Consigne
Dans l'extrait consacré à la méthode Fri for Mobberi, remplacez « budget » par « financement » en reprenant le passage qui va de « Rien n’est dit » jusqu'à « de son promoteur. » inclus.

Extrait
---------------

La Fri for Mobberi ainsi prophétisée n’est qu’une variante de ce nouveau coaching façon petite enfance. Concrètement, il s’agira de « manager » les mauvais sentiments de nos garnements violents et harceleurs à l’aide d’un matériel pédagogique adéquat. À cette fin, les professeurs d’empathie et leurs élèves se verront confier des « mallettes » aux couleurs chatoyantes contenant un « ourson » (incarnation des valeurs de la méthode), un « guide » (qui leur fournira les fondamentaux du phénomène), des « planches de discussion » (visant favoriser le dialogue à l’aide d’illustrations), des « cartes dilemmes » (synthèse de problématiques attachées aux situations de harcèlement), des « livres d’activités » sur les « compétences psychosociales infantiles », des « affiches et, enfin, des protocoles de « massages permettant à chacun d’effectuer des travaux centrés sur la notion de consentement ». En clair, les enfants seront notamment incités à s’adonner à des exercices corporels pour le moins contestables : tripotages du dos, du cou, des orteils ou des mains.

Rien n’est dit de précis sur la qualification attendue des « professeurs d’empathie ». Mais pas davantage sur le lieu de fabrication des oursons et des mallettes : on est pourtant fondé à s’en préoccuper tant il saute aux yeux que le montant du budget alloué au programme d’ensemble dément l’ambition affichée de son promoteur.

Quant à l’idée que la Fri for Mobberi serait une méthode miracle pour enrayer le harcèlement, on peut vraiment s’interroger quand on sait qu’il n’existe aucune statistique sérieuse sur les effets du fameux « modèle danois », ni sur la manière dont il faudrait s’y prendre pour parvenir à l’étendre à tous les pays européens. Faudra-t-il donc livrer l’école de la République aux spécialistes du développement personnel ou aux membres d’« Ashoka », cette ONG regroupant des entrepreneurs spécialisés dans le « développement de l’empathie et de l’aptitude émotionnelle des écoliers », fondateurs de « Centres d’aptitude familiale et de parentalité » (Roots for Empathy) qui, partout dans le monde, négocient des contrats mirifiques avec les écoles publiques en difficulté avec pour slogan : « détecter, accompagner, connecter » ? Après la ritaline des années 2000 et la mise sous surveillance des neurones à l’école (obsession de Jean-Michel Blanquer, cet autre ministre de l’Éducation nationale connu cette fois pour sa hantise de l’enseignement « déconstruit »), voici venu le temps du « soyez zen et tout ira bien ».

---------------

[Enregistrements conservés]
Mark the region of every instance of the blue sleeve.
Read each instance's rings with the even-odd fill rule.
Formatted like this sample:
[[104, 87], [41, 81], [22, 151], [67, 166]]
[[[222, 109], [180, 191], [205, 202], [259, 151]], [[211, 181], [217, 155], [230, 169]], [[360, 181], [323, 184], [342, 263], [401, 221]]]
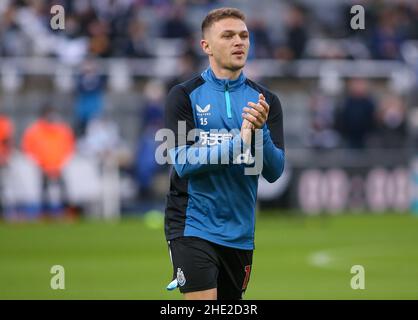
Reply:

---------------

Travail réalisé
Rien n’est dit de précis sur la qualification attendue des « professeurs d’empathie ». Mais pas davantage sur le lieu de fabrication des oursons et des mallettes : on est pourtant fondé à s’en préoccuper tant il saute aux yeux que le montant du financement alloué au programme d’ensemble dément l’ambition affichée de son promoteur.